[Records from a point labeling set]
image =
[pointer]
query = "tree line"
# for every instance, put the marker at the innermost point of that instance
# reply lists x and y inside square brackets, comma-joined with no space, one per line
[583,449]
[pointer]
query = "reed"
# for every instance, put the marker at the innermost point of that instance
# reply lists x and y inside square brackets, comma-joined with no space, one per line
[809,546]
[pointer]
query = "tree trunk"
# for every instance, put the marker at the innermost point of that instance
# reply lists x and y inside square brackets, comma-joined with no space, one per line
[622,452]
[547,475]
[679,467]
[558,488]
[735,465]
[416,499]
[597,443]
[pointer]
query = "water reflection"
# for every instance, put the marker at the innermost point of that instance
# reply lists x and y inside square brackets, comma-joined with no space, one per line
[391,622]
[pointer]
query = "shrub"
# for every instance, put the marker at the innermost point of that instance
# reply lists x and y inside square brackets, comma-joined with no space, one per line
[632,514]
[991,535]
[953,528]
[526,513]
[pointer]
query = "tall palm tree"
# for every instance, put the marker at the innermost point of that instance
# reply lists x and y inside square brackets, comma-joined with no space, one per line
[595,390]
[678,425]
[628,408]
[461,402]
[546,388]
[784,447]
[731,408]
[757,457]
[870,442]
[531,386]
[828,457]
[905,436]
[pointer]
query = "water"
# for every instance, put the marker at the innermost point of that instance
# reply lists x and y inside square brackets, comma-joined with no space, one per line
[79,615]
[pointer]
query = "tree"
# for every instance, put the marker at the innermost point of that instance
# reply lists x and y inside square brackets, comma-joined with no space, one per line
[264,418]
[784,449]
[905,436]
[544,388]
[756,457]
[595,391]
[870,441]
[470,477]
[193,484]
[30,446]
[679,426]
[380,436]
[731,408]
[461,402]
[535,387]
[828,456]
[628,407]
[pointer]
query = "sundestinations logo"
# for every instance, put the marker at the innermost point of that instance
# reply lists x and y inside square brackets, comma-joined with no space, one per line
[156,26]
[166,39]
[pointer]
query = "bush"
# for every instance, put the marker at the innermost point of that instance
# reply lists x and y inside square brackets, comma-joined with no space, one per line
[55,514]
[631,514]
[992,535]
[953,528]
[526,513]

**Problem**. The full set of records should be duplicated exactly.

**Worked solution**.
image =
[pointer]
query = "tree line"
# for every instance, put the marker at the innermost point of that instance
# reply lists x and y inside square brackets, comma-joined with no space, one per line
[583,449]
[pointer]
query = "reed"
# for every instance, put the marker at the innermost point of that instance
# reply lists x and y inside square brackets, comma-joined with no space, one per line
[809,546]
[pointer]
query = "tree trunk"
# for every instance, put the marker at the innermost point of that instance
# reply lists x and y inside square brackets, comma-joined with no space, one per line
[622,452]
[547,475]
[679,467]
[558,488]
[735,465]
[416,499]
[597,443]
[pointer]
query = "water reflection"
# for every instance, put the marker at the innermost point of that instance
# reply lists x and y inside square brackets, comma-joined with no space, one per line
[391,622]
[pointer]
query = "shrub"
# for every instance, put the marker at the innermost point of that instance
# reply lists x and y inside square brackets, comma-joined with no space, one per line
[632,514]
[991,535]
[953,528]
[526,513]
[pointer]
query = "tall palm tree"
# for every instance, put the marker at the innermost point of that instance
# reply lists x and y inside square brackets, comma-joined with no space, one per line
[595,390]
[678,425]
[628,408]
[461,402]
[546,388]
[784,447]
[731,408]
[757,457]
[870,442]
[531,386]
[828,457]
[905,436]
[pointer]
query = "water"
# for every instance, put the marker at the innermost point of that instance
# reply lists x and y inside square brackets, comma-joined with no space, one per line
[79,615]
[pointer]
query = "tree"
# for every instance, put the marker at the innermost point of that instance
# reply lists x and y inside square brackets, comma-joined with no space, one per line
[264,418]
[784,449]
[905,436]
[544,388]
[756,457]
[595,391]
[870,441]
[470,477]
[193,484]
[30,446]
[679,426]
[380,436]
[731,408]
[461,402]
[535,387]
[828,456]
[628,407]
[pointer]
query = "sundestinations logo"
# for every instance, put the marker at the innermost point of that instance
# reply lists x and y inside square brackets, comma-joined with no space, one per line
[156,26]
[166,39]
[pointer]
query = "bush"
# for every instance, put the marker at the innermost point of that instance
# reply lists x and y inside square brackets, comma-joined with no space, one per line
[55,514]
[631,514]
[992,535]
[953,528]
[526,513]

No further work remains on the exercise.